Activity 1:
Translate this sentence from the article on Maine's food packaging ban into Spanish: "PFAS are used in non-stick cookware, fire-fighting foam and grease-repellent packaging."
Activity 2:
In one to three sentences, explain how the article on Maine's food packaging ban says the Maine Department of Environmental Protection is to begin the process of prohibiting PFAS chemicals in food packaging.
Activity 3:
Continue the article on Maine's food packaging ban from its last sentence.

9 July 2019
Maine Bans Certain Chemicals in Food Packaging
The small U.S. state of Maine recently banned the use of certain chemicals in food packaging. Maine had already banned the sale of children’s products containing bisphenol-A and currently requires manufacturers to disclose the use of certain phthalates in children’s products.
The new law prohibits the use of all phthalates – a chemical commonly used to soften plastics and in some personal care products – in food packaging beginning in 2022. It also authorises the Maine Department of Environmental Protection (DEP) to begin the process of prohibiting PFAS chemicals in all food packaging state-wide by seeking alternative products to replace these chemicals. PFAS are used in non-stick cookware, fire-fighting foam and grease-repellent packaging. Both bans will apply to manufacturers with over US$1 billion in sales.

Dataset content:
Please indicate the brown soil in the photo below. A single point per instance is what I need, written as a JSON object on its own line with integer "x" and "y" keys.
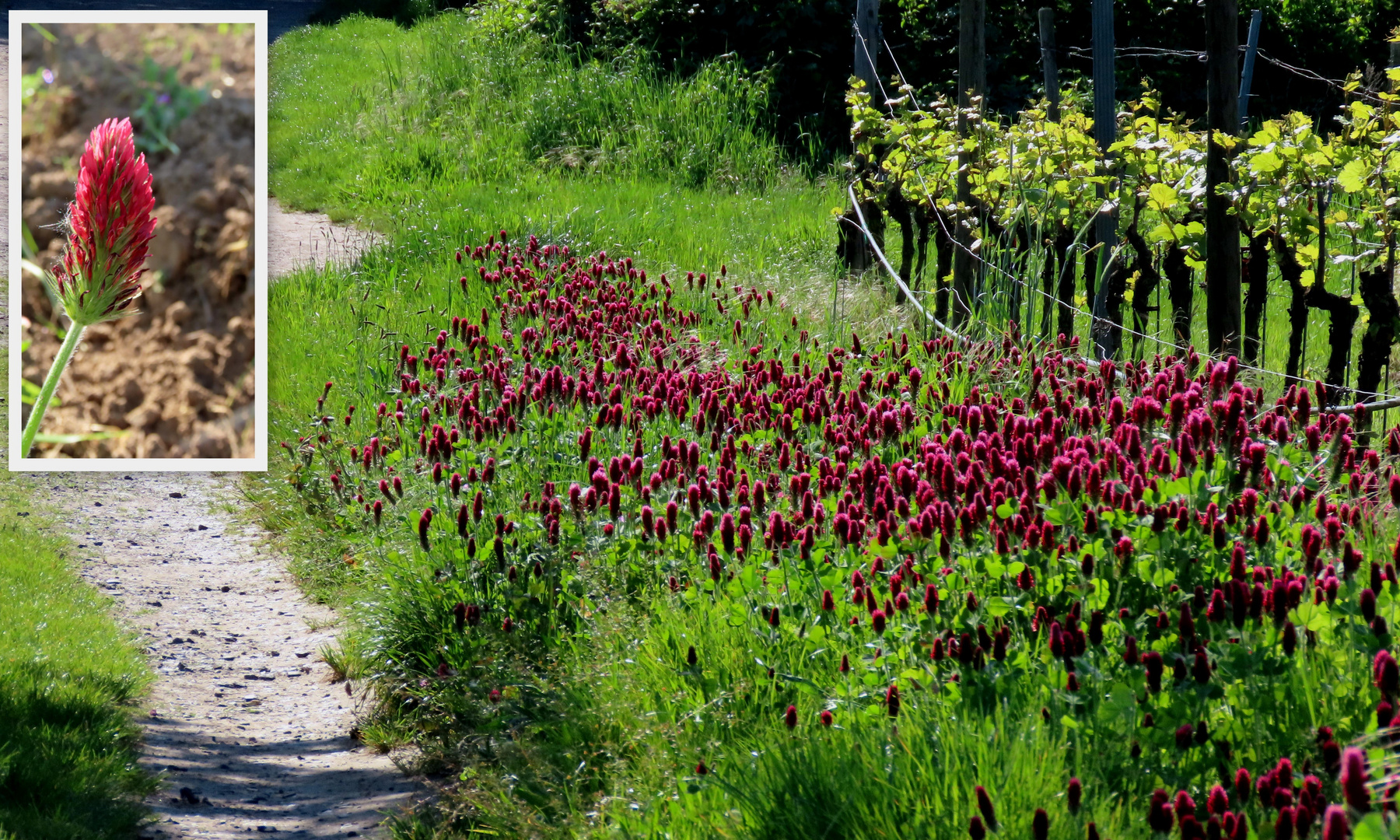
{"x": 247, "y": 724}
{"x": 175, "y": 381}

Exercise answer 1:
Los PFAS se utilizan en utensilios de cocina antiadherentes, espuma contra incendios y envases repelentes a la grasa.

Exercise answer 2:
The new law authorizes the Maine Department of Environmental Protection to start the process of prohibiting PFAS chemicals in all food packaging statewide. It is to do this by seeking alternative products to replace these chemicals.

Exercise answer 3:
Representatives from chemical manufacturers argue that the “blanket prohibition” on phthalates and PFAS ignores the fact that many varieties of the chemicals have been approved by the U.S. Food and Drug Administration. Raymond David, a toxicologist who serves on a phthalates panel of the American Chemistry Council, indicated that four phthalates have been identified as likely to harm the human reproductive system but no other phthalates have been flagged as potentially harmful. He argued that it is wrong to classify all phthalates as “chemicals of concern” because there are so many different varieties. “There is no regulatory body in the world that has done that because the science simply doesn’t support that,” he noted.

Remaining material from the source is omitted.